== EXTRAIT DU TEXTE ==

Toutefois, en dépit des fruits de fraternité produits par les rencontres et dialogues œcuméniques, on ressent actuellement un certain malaise qui appelle à une conversion plus profonde à l’oecuménisme spirituel. Ce synode souligne fortement la dimension sacramentelle de la Parole de Dieu. Écouter ensemble les Écritures nous introduit par anticipation dans une unité, imparfaite peut-être, mais réelle. S’il est vrai que, historiquement, à la racine des divisions entre chrétiens il y a eu des controverses sur des textes bibliques fondamentaux, il n’en reste pas moins que la Bible est véritablement un terrain d’unité pour surmonter ce scandale des divisions; en particulier, si l’on intègre une pratique commune de la Lectio divina et une dimension de spiritualité mariale. Quelques participants ont décrit l’incompréhension des fidèles face à l’exclusion des chrétiens des autres confessions de la table eucharistique; il faut mieux en expliquer le fondement théologique, et mettre en relief, corrélativement, le pouvoir unificateur de la Parole de Dieu. La théologie elle-même gagnerait sans doute davantage à affermir et rajeunir sans cesse ses concepts, nés parfois dans des contextes polémiques, au contact de la Parole de Dieu une et unifiante. Le Synode salue tous les efforts de mise en commun des ressources pour traduire et diffuser la Bible, et organiser des célébrations interconfessionnelles.

===

**ÉNONCÉ 1:**
Répondez à ces questions sur le passage consacré à l'œcuménisme :
(a) Quelle dimension de la Parole de Dieu ce synode souligne-t-il fortement ?
(b) Quelle pratique commune est mentionnée, avec une dimension de spiritualité mariale, pour faire de la Bible un terrain d'unité ?
(c) Quels efforts le Synode salue-t-il dans la dernière phrase ?
**ÉNONCÉ 2:** Poursuivez le passage sur l'œcuménisme et la Parole de Dieu après sa dernière phrase.
Les lignes ci-dessous forment un matériau à part.

== DONNÉES FOURNIES ==

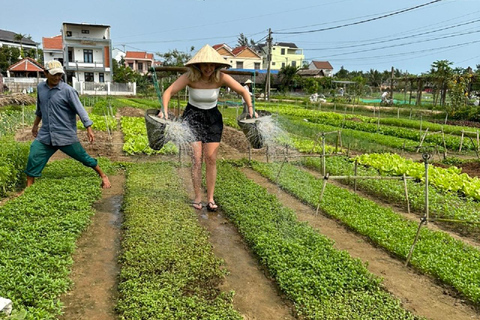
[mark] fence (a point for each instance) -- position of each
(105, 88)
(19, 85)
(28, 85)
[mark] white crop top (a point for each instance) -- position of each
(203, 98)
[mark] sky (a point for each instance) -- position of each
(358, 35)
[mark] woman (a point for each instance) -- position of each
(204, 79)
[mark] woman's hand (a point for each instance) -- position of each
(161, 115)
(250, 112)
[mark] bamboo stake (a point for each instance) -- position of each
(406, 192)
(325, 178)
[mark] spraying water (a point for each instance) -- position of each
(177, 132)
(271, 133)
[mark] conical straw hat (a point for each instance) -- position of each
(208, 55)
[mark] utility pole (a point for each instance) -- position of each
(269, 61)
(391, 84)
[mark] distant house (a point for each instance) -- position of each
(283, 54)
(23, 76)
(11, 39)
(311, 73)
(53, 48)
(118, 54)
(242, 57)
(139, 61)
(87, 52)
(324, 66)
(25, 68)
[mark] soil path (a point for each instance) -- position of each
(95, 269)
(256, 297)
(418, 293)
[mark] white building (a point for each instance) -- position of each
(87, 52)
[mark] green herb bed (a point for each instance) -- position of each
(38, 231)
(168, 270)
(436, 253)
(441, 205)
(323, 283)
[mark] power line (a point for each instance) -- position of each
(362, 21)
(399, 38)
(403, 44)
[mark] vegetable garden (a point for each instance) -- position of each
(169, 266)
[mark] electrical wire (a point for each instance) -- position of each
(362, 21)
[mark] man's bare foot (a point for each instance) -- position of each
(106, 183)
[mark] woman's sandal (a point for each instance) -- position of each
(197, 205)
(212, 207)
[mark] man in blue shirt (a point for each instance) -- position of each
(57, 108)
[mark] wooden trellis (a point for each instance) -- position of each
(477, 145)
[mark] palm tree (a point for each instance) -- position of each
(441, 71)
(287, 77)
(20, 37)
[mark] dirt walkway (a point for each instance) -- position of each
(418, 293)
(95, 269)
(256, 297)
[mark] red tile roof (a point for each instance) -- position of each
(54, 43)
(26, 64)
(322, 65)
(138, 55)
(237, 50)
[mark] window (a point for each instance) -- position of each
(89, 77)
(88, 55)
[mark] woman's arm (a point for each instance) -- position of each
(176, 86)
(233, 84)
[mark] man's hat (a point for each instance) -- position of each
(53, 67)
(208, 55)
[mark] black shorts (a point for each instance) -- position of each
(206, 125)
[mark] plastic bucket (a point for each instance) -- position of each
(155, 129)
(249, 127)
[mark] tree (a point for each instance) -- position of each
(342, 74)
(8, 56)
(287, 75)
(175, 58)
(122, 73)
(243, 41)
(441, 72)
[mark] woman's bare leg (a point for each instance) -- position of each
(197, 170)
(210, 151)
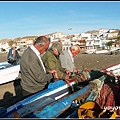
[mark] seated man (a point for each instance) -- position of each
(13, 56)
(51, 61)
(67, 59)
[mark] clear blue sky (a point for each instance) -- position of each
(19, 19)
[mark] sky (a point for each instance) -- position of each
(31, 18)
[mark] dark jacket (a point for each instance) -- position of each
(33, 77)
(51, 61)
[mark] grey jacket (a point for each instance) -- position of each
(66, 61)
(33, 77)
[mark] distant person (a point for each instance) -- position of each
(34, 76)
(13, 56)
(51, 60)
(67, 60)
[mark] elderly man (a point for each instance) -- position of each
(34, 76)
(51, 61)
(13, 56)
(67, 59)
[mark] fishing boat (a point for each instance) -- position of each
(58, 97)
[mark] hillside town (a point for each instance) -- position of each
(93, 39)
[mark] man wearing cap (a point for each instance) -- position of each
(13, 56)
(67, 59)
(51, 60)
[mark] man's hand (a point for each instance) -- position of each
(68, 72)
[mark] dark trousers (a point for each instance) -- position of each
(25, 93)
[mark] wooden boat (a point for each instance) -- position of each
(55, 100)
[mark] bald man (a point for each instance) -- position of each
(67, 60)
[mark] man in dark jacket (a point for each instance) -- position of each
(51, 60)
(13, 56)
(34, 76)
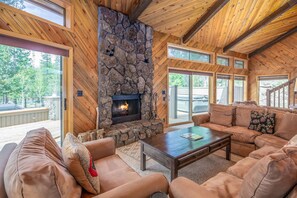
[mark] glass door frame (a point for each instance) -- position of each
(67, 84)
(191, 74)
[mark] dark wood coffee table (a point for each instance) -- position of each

===

**RÉPONSE 1:**
(a) Sa dimension sacramentelle.
(b) La Lectio divina.
(c) Tous les efforts de mise en commun des ressources pour traduire et diffuser la Bible, et pour organiser des célébrations interconfessionnelles.

**RÉPONSE 2:**
Dans tous les continents, on a souligné avec force les dangers du fondamentalisme et de la prolifération cancéreuse des sectes. Il appert que la meilleure voie de dialogue en l’occurrence s’avère être une saine interprétation de l’Écriture.

37. La Parole de Dieu, source du dialogue entre chrétiens et juifs

Le dialogue entre chrétiens et juifs, nos frères aînés, touche l’intérieur même de l’Église et du mystère de la foi. Jésus et les Douze étaient des Juifs de naissance. La Terre sainte est la première matrice de l’Église. Il convient de faire, de la relation entre chrétiens et juifs, un objet qui concerne tous les chrétiens et pas seulement les spécialistes du dialogue. Cela implique des attitudes concrètes: toujours parler des juifs au présent; tenir la survie du peuple juif pour un fait spirituel; accueillir la portée universelle du judaïsme; éviter toute théologie de la substitution; dans la lecture chrétienne de l’Ancien Testament, laisser une place à la lecture juive; partager avec les juifs l’attente eschatologique.
Là où, pour des raisons politiques et idéologiques, sur fond de sang et de souffrances, des chrétiens éprouvent des difficultés à lire l’Ancien Testament, même au point de le rejeter, on voudra bien élaborer une herméneutique catholique, commune à tous, réelle et claire, qui soit apte à résoudre ce problème.

38. La Parole de Dieu dans le cadre du dialogue interreligieux

Passons maintenant au dialogue interreligieux. On en trouve les fondements dans l’ouverture même des textes fondateurs, qui incluent des réflexions, des discussions, des débats. Dans toutes les grandes religions, on trouve un dénominateur commun: le respect des livres sacrés. Nous pouvons même, à partir de là, faire un examen de conscience sur notre propre manière d’utiliser la Bible.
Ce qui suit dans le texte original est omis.